• [What to work on]: Render all of the data below as a JSON list of strings, one string per line, with blank lines omitted. Leave the pictures out.

▽

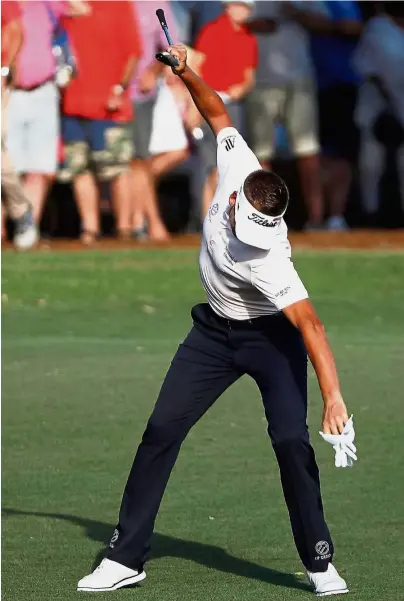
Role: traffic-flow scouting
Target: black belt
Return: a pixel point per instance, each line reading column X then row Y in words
column 35, row 87
column 256, row 323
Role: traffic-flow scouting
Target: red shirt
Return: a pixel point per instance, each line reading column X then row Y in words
column 228, row 53
column 10, row 11
column 102, row 43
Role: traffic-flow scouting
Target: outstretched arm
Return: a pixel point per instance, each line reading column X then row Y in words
column 303, row 316
column 208, row 103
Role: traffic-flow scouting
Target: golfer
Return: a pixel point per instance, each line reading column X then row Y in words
column 258, row 321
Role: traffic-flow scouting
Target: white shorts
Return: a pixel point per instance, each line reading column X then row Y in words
column 295, row 106
column 168, row 132
column 33, row 129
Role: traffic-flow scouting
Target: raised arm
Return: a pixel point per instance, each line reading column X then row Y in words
column 208, row 103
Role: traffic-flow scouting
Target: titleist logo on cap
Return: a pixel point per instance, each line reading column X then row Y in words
column 264, row 222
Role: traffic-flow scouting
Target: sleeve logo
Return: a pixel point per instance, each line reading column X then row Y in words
column 229, row 143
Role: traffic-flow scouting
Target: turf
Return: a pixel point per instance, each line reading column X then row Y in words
column 86, row 341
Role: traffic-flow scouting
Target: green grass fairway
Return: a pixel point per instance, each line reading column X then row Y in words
column 87, row 338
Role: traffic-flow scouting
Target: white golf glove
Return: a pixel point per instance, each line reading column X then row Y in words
column 343, row 445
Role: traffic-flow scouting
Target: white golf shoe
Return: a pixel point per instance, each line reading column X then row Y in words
column 327, row 583
column 26, row 233
column 109, row 576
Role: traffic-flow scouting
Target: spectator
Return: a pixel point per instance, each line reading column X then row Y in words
column 336, row 26
column 225, row 41
column 168, row 142
column 379, row 59
column 144, row 92
column 33, row 112
column 285, row 92
column 97, row 110
column 19, row 207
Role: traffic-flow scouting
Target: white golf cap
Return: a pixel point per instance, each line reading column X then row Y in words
column 253, row 227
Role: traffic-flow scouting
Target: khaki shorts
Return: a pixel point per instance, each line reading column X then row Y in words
column 295, row 106
column 102, row 147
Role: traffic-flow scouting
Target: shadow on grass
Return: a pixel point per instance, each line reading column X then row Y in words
column 168, row 546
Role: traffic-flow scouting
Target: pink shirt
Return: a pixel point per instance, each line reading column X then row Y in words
column 36, row 63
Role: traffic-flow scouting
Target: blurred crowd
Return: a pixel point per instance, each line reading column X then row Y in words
column 85, row 103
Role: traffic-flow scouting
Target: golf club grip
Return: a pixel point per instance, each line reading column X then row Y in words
column 167, row 59
column 162, row 19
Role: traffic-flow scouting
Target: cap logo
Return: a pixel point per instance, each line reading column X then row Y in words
column 264, row 222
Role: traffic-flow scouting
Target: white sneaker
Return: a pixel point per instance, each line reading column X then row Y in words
column 327, row 583
column 109, row 576
column 337, row 224
column 26, row 233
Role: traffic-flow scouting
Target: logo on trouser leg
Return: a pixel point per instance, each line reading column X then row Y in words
column 114, row 538
column 322, row 550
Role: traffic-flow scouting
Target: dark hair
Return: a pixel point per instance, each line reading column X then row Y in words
column 267, row 192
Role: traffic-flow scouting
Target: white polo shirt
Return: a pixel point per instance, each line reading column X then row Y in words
column 242, row 282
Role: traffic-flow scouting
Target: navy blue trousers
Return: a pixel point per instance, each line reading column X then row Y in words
column 215, row 354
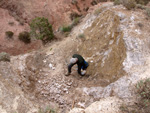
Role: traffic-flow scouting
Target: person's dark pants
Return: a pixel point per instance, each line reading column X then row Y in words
column 84, row 67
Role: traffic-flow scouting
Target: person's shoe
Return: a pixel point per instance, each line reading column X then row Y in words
column 67, row 74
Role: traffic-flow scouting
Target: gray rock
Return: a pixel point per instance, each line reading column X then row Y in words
column 4, row 57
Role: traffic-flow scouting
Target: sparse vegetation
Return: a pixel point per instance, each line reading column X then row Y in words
column 68, row 28
column 41, row 29
column 140, row 25
column 143, row 88
column 143, row 2
column 74, row 15
column 81, row 35
column 140, row 6
column 4, row 56
column 117, row 2
column 25, row 37
column 129, row 4
column 99, row 10
column 75, row 21
column 47, row 110
column 148, row 12
column 9, row 34
column 142, row 105
column 11, row 23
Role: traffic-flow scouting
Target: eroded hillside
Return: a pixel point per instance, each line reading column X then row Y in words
column 117, row 50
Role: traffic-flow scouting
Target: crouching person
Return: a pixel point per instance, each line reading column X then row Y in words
column 79, row 60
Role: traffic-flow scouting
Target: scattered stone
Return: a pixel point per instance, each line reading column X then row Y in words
column 4, row 57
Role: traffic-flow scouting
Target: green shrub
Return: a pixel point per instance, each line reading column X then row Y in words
column 144, row 89
column 47, row 110
column 140, row 6
column 117, row 2
column 74, row 15
column 143, row 2
column 75, row 21
column 11, row 23
column 4, row 57
column 25, row 37
column 66, row 28
column 81, row 35
column 143, row 103
column 41, row 29
column 129, row 4
column 9, row 34
column 148, row 12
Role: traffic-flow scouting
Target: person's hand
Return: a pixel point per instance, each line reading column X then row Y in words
column 83, row 73
column 67, row 74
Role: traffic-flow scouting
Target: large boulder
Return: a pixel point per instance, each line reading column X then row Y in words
column 4, row 56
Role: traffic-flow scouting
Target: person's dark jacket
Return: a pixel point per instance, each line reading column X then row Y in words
column 80, row 63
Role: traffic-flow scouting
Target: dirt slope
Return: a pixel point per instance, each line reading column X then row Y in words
column 16, row 15
column 40, row 74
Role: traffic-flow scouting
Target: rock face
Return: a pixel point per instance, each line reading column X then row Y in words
column 117, row 49
column 58, row 12
column 13, row 99
column 4, row 57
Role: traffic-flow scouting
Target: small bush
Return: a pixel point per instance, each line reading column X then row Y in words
column 144, row 89
column 74, row 15
column 143, row 103
column 41, row 29
column 11, row 23
column 25, row 37
column 47, row 110
column 4, row 57
column 75, row 21
column 148, row 12
column 143, row 2
column 81, row 35
column 66, row 28
column 129, row 4
column 9, row 34
column 117, row 2
column 140, row 6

△

• [Worked answer]:
[
  "Role: traffic-flow scouting",
  "Target: black belt",
  "Return: a pixel point per instance, each line reading column X then row Y in words",
  "column 35, row 87",
  "column 256, row 323",
  "Role: traffic-flow scouting",
  "Target: red shirt",
  "Return: a pixel point per instance, each line reading column X then row Y in words",
  "column 228, row 53",
  "column 10, row 11",
  "column 102, row 43",
  "Role: traffic-flow scouting",
  "Target: outstretched arm",
  "Return: a pixel point per instance, each line reading column X then row Y in words",
  "column 303, row 316",
  "column 208, row 103",
  "Role: traffic-flow scouting",
  "Target: golfer",
  "Return: a pixel point per instance, each line reading column X then row Y in words",
  "column 258, row 321",
  "Role: traffic-flow scouting",
  "Target: white shorts",
  "Return: a pixel point per instance, each line reading column X then row Y in words",
  "column 295, row 106",
  "column 168, row 132",
  "column 33, row 129",
  "Role: traffic-flow scouting",
  "Target: raised arm",
  "Return: a pixel point per instance, each line reading column X then row Y in words",
  "column 208, row 103",
  "Role: traffic-flow scouting",
  "Target: titleist logo on cap",
  "Return: a pixel point per instance, each line reading column X then row Y in words",
  "column 264, row 222",
  "Role: traffic-flow scouting",
  "Target: sleeve logo",
  "Return: a pixel point per instance, each line reading column X then row Y in words",
  "column 229, row 143",
  "Role: traffic-flow scouting",
  "Target: turf",
  "Return: a pixel point per instance, each line reading column X then row Y in words",
  "column 86, row 341",
  "Role: traffic-flow scouting",
  "Target: green grass fairway",
  "Return: a pixel point per instance, each line reading column X then row Y in words",
  "column 87, row 338",
  "Role: traffic-flow scouting",
  "Target: white golf glove",
  "Return: a pixel point per instance, each line reading column X then row Y in words",
  "column 343, row 445",
  "Role: traffic-flow scouting",
  "Target: white golf shoe",
  "Return: a pixel point per instance, each line reading column X then row Y in words",
  "column 327, row 583",
  "column 26, row 233",
  "column 109, row 576",
  "Role: traffic-flow scouting",
  "Target: spectator",
  "Return: a pixel point per instance, each line reading column X then row Y in words",
  "column 336, row 26",
  "column 225, row 41",
  "column 168, row 142",
  "column 379, row 59",
  "column 144, row 92",
  "column 33, row 112",
  "column 285, row 92",
  "column 97, row 110",
  "column 19, row 207",
  "Role: traffic-flow scouting",
  "Target: white golf cap",
  "Return: a pixel point per instance, each line reading column X then row Y in words",
  "column 253, row 227",
  "Role: traffic-flow scouting",
  "Target: khaki shorts",
  "Return: a pixel point per instance, each line reading column X then row Y in words",
  "column 295, row 106",
  "column 102, row 147",
  "Role: traffic-flow scouting",
  "Target: shadow on grass",
  "Return: a pixel point per instance, each line reading column X then row Y in words",
  "column 168, row 546",
  "Role: traffic-flow scouting",
  "Target: pink shirt",
  "Return: a pixel point per instance, each line reading column X then row Y in words",
  "column 36, row 63",
  "Role: traffic-flow scouting",
  "Target: blurred crowd",
  "Return: a pixel point per instance, each line reading column X then row Y in words",
  "column 85, row 103",
  "Role: traffic-flow scouting",
  "Target: golf club grip",
  "Return: a pixel point per instance, each line reading column X then row Y in words",
  "column 167, row 59",
  "column 162, row 19",
  "Role: traffic-flow scouting",
  "Target: cap logo",
  "Return: a pixel point per instance, each line reading column X then row Y in words",
  "column 264, row 222",
  "Role: traffic-flow scouting",
  "Target: white sneaker",
  "Return: a pixel point per instance, each line reading column X then row Y in words",
  "column 327, row 583",
  "column 109, row 576",
  "column 337, row 224",
  "column 26, row 233",
  "Role: traffic-flow scouting",
  "Target: logo on trouser leg",
  "Return: a pixel point per instance, each line reading column X then row Y in words",
  "column 114, row 538",
  "column 322, row 550",
  "Role: traffic-flow scouting",
  "Target: dark hair",
  "Return: a pixel point per instance, each line reading column X then row Y in words",
  "column 267, row 192",
  "Role: traffic-flow scouting",
  "Target: white polo shirt",
  "Return: a pixel point per instance, each line reading column X then row Y in words",
  "column 242, row 282",
  "Role: traffic-flow scouting",
  "Target: navy blue trousers",
  "Return: a pixel point per instance, each line reading column X then row Y in words",
  "column 215, row 354",
  "Role: traffic-flow scouting",
  "Target: person's dark pants",
  "Return: a pixel point per instance, each line reading column X then row Y in words",
  "column 84, row 67",
  "Role: traffic-flow scouting",
  "Target: person's shoe",
  "Return: a pixel point per instance, each line reading column X then row Y in words",
  "column 67, row 74",
  "Role: traffic-flow scouting",
  "Target: gray rock",
  "Return: a pixel point per instance, each line reading column X then row Y in words",
  "column 4, row 57",
  "Role: traffic-flow scouting",
  "Target: sparse vegetation",
  "Return: a pixel point per instance, each line reading column X then row Y in words",
  "column 68, row 28",
  "column 41, row 29",
  "column 140, row 25",
  "column 143, row 88",
  "column 143, row 2",
  "column 74, row 15",
  "column 81, row 35",
  "column 140, row 6",
  "column 4, row 56",
  "column 117, row 2",
  "column 25, row 37",
  "column 129, row 4",
  "column 99, row 10",
  "column 75, row 21",
  "column 47, row 110",
  "column 148, row 12",
  "column 9, row 34",
  "column 142, row 105",
  "column 11, row 23",
  "Role: traffic-flow scouting",
  "Target: eroded hillside",
  "Return: a pixel point per instance, each line reading column X then row Y in words",
  "column 117, row 50",
  "Role: traffic-flow scouting",
  "Target: crouching person",
  "Return: a pixel point per instance, each line reading column X then row Y in words",
  "column 79, row 60",
  "Role: traffic-flow scouting",
  "Target: scattered stone",
  "Return: a pixel point per instance, each line reading column X then row Y in words",
  "column 4, row 57",
  "Role: traffic-flow scouting",
  "Target: green shrub",
  "Return: a pixel point per instance, each line reading column X then row Y in words",
  "column 144, row 89",
  "column 47, row 110",
  "column 140, row 6",
  "column 117, row 2",
  "column 74, row 15",
  "column 143, row 2",
  "column 75, row 21",
  "column 11, row 23",
  "column 4, row 57",
  "column 25, row 37",
  "column 66, row 28",
  "column 81, row 35",
  "column 143, row 103",
  "column 41, row 29",
  "column 129, row 4",
  "column 9, row 34",
  "column 148, row 12",
  "Role: traffic-flow scouting",
  "Target: person's hand",
  "Return: a pixel point per instance, each line reading column X then row Y in words",
  "column 83, row 73",
  "column 67, row 74",
  "Role: traffic-flow scouting",
  "Target: large boulder",
  "Return: a pixel point per instance, each line reading column X then row Y in words",
  "column 4, row 56",
  "Role: traffic-flow scouting",
  "Target: person's dark jacket",
  "Return: a pixel point per instance, each line reading column X then row Y in words",
  "column 80, row 63",
  "Role: traffic-flow scouting",
  "Target: dirt slope",
  "Return: a pixel point per instance, each line reading column X then row Y in words",
  "column 16, row 15",
  "column 40, row 74",
  "Role: traffic-flow scouting",
  "Target: rock face",
  "Return: a pixel point per instance, each line reading column X then row Y in words",
  "column 117, row 49",
  "column 58, row 12",
  "column 13, row 99",
  "column 4, row 57",
  "Role: traffic-flow scouting",
  "Target: small bush",
  "Return: a pixel point per instance, each line reading column X then row Y in words",
  "column 144, row 89",
  "column 74, row 15",
  "column 143, row 103",
  "column 41, row 29",
  "column 11, row 23",
  "column 25, row 37",
  "column 47, row 110",
  "column 4, row 57",
  "column 75, row 21",
  "column 148, row 12",
  "column 143, row 2",
  "column 81, row 35",
  "column 66, row 28",
  "column 129, row 4",
  "column 9, row 34",
  "column 117, row 2",
  "column 140, row 6"
]